**TEXTO FORNECIDO**
Mas os EUA não pretendem desistir do petróleo. Ao contrário, o Senado acaba de aprovar a extração no Alasca. E na Europa jorram estudos mostrando que o crescimento econômico na Espanha se reduzirá em 3% se ela tiver de cumprir as metas de baixar emissões; na Itália, seriam menos 2%; na Grã-Bretanha, menos 1,1%; na Alemanha, menos 0,8%. Nos EUA, a queda seria de 4,2% ao ano. Por isso, embora o consumo mundial de energias renováveis venha crescendo muito (investimentos de US$ 30 bilhões em 2004), o panorama continua preocupante.
O Brasil, segundo o relatório da convenção, emitia em 1994 (inventário mais recente) 1,47 bilhão de toneladas anuais, das quais 217,7 milhões na geração de energia, 21,2 milhões na indústria, 369,3 milhões na agricultura, 20,6 milhões no lixo e 658,9 milhões em mudanças no uso da terra e desmatamento. Mas não aceita também compromissos de reduzi-las, por entender que os países industrializados precisam cumprir seus compromissos primeiro. E porque, com 3% da população mundial, emitiria pouco mais que esse porcentual e seria responsável por apenas 1% dos gases que já estão na atmosfera.

**PARTES DO EXERCÍCIO**
**a.** Por favor, traduza para o inglês esta frase do texto fornecido: "Nos EUA, a queda seria de 4,2% ao ano."
**b.** Segundo o texto fornecido, quantas toneladas de gases o Brasil emitia por ano em 1994?

**DADOS DE ENTRADA**
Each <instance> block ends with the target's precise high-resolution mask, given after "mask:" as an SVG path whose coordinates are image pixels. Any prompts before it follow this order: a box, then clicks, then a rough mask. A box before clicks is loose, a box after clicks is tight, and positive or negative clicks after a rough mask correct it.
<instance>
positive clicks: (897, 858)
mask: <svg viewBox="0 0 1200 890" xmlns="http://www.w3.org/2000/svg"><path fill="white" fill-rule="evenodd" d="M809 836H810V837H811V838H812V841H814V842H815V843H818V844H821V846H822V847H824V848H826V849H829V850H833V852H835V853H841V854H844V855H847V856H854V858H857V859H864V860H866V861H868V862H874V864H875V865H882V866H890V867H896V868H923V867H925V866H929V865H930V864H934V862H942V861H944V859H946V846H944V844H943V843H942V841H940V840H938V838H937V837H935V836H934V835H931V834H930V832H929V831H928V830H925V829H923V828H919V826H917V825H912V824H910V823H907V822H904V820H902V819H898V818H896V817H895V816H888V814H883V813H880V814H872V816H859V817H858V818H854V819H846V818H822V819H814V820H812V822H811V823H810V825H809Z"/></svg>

**RESPOSTAS DAS TAREFAS**
**a.** In the US, the decline would be 4.2% a year.

**b.** 1,47 bilhão de toneladas anuais.